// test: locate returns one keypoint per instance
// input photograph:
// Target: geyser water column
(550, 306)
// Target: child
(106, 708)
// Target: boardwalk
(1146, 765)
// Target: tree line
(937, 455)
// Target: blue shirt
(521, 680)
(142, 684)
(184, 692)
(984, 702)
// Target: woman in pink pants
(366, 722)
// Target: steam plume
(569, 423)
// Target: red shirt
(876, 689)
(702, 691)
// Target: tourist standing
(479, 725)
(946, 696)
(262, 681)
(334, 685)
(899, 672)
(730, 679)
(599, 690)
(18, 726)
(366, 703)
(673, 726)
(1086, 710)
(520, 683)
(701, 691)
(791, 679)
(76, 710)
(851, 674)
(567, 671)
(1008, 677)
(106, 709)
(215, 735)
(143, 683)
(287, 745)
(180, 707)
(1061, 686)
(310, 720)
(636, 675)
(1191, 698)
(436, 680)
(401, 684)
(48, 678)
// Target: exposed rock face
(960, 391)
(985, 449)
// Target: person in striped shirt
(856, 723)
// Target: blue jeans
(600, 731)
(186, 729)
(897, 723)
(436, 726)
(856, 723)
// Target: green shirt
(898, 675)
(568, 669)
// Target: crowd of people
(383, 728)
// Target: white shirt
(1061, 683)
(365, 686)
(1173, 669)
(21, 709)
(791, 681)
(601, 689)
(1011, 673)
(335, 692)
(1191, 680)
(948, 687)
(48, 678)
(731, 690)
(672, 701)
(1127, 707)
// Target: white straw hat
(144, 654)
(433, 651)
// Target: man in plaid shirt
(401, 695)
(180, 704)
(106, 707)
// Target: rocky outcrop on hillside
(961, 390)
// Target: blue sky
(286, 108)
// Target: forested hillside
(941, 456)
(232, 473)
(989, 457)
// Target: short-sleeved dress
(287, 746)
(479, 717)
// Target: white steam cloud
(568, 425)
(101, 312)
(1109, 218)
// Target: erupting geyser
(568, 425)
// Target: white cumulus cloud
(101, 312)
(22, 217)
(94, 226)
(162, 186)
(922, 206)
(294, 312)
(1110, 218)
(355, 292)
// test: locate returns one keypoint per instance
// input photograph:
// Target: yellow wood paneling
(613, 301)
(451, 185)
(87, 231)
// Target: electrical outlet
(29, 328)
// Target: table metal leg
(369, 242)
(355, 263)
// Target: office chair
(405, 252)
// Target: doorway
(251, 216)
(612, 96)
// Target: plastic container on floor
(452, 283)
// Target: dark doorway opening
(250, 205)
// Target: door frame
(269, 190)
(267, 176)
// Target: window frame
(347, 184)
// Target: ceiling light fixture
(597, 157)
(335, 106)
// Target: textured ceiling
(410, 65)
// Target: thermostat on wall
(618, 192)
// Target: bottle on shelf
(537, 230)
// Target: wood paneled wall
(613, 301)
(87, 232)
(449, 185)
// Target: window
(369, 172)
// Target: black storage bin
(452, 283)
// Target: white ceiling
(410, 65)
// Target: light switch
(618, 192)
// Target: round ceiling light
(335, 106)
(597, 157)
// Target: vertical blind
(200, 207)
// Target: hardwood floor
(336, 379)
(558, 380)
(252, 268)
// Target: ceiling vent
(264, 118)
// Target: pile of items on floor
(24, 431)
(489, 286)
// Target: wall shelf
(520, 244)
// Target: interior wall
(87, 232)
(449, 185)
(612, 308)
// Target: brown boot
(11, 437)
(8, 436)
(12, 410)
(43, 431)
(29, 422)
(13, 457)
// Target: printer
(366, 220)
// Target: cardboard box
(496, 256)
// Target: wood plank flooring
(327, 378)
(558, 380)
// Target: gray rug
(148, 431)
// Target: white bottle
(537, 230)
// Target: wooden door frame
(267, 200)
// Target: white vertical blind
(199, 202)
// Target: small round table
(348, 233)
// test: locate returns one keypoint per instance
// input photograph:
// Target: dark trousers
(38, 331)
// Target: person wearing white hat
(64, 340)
::::
Challenge: Every entry above needs to be quoted exactly.

Result:
// test: locate returns one keypoint per instance
// input photograph:
// Target: geyser water column
(550, 306)
// Target: child
(106, 708)
// Target: boardwalk
(1146, 765)
// Target: tree line
(937, 455)
// Target: blue shirt
(521, 680)
(142, 684)
(184, 692)
(984, 702)
// Target: woman in pink pants
(366, 722)
// Target: steam plume
(569, 423)
// Target: red shirt
(876, 689)
(702, 691)
// Target: tourist standing
(479, 725)
(946, 696)
(262, 681)
(334, 685)
(899, 672)
(730, 679)
(599, 690)
(18, 726)
(366, 703)
(673, 726)
(1086, 710)
(520, 683)
(701, 691)
(791, 679)
(76, 710)
(851, 674)
(567, 671)
(1008, 677)
(106, 709)
(215, 735)
(143, 683)
(287, 745)
(180, 707)
(1061, 686)
(310, 720)
(636, 675)
(1191, 698)
(436, 680)
(401, 684)
(48, 678)
// Target: exposed rock face
(960, 391)
(985, 449)
// Target: person in striped shirt
(856, 723)
// Target: blue jeans
(600, 731)
(186, 729)
(897, 723)
(436, 726)
(856, 723)
// Target: green shirt
(898, 675)
(568, 669)
// Target: crowd of people
(383, 728)
// Target: white shirt
(1061, 683)
(365, 686)
(1173, 669)
(21, 709)
(791, 681)
(601, 689)
(1011, 673)
(335, 692)
(1191, 680)
(948, 687)
(48, 678)
(731, 690)
(672, 701)
(1127, 707)
// Target: white straw hat
(144, 654)
(433, 651)
// Target: man in plaid shirt
(401, 695)
(180, 704)
(106, 707)
// Target: rocky outcrop on hillside
(961, 390)
// Target: blue sky
(286, 108)
// Target: forested hillside
(941, 456)
(232, 473)
(989, 457)
// Target: short-sleeved dress
(287, 746)
(479, 717)
// Target: white steam cloud
(568, 425)
(101, 312)
(1109, 218)
// Target: erupting geyser
(568, 425)
// Target: white cumulus cloud
(101, 312)
(22, 217)
(94, 226)
(162, 186)
(922, 206)
(294, 312)
(1110, 218)
(355, 292)
// test: locate returns one keypoint per instance
// input photograph:
// Target: yellow wood paneling
(613, 301)
(451, 185)
(87, 231)
// Target: electrical outlet
(29, 328)
// Target: table metal leg
(369, 242)
(355, 263)
// Target: office chair
(405, 252)
// Target: doorway
(251, 216)
(612, 96)
// Target: plastic container on floor
(452, 283)
// Target: dark doorway opening
(250, 205)
// Target: door frame
(269, 190)
(267, 176)
// Target: window frame
(347, 184)
// Target: ceiling light fixture
(597, 157)
(335, 106)
// Target: textured ceiling
(410, 65)
// Target: thermostat on wall
(618, 192)
// Target: bottle on shelf
(537, 230)
// Target: wood paneled wall
(613, 301)
(87, 232)
(449, 185)
// Target: window
(369, 172)
// Target: black storage bin
(452, 283)
// Target: white ceiling
(410, 65)
// Target: light switch
(618, 192)
// Target: round ceiling light
(335, 106)
(597, 157)
// Target: vertical blind
(200, 207)
// Target: hardwood floor
(336, 379)
(558, 380)
(252, 268)
// Target: ceiling vent
(264, 118)
// Target: pile of items on floor
(24, 431)
(489, 286)
// Target: wall shelf
(520, 244)
// Target: interior wall
(87, 232)
(449, 185)
(612, 308)
// Target: brown boot
(11, 437)
(8, 436)
(12, 410)
(43, 431)
(29, 422)
(13, 457)
// Target: printer
(366, 220)
// Target: cardboard box
(496, 256)
// Target: wood plank flooring
(327, 378)
(558, 380)
// Target: gray rug
(148, 431)
// Target: white bottle
(537, 230)
// Target: wooden door frame
(267, 200)
// Target: white vertical blind
(199, 202)
// Target: small round table
(348, 233)
// test: locate returns one keypoint per instance
// input photograph:
// Target: dark trousers
(38, 331)
// Target: person wearing white hat
(64, 340)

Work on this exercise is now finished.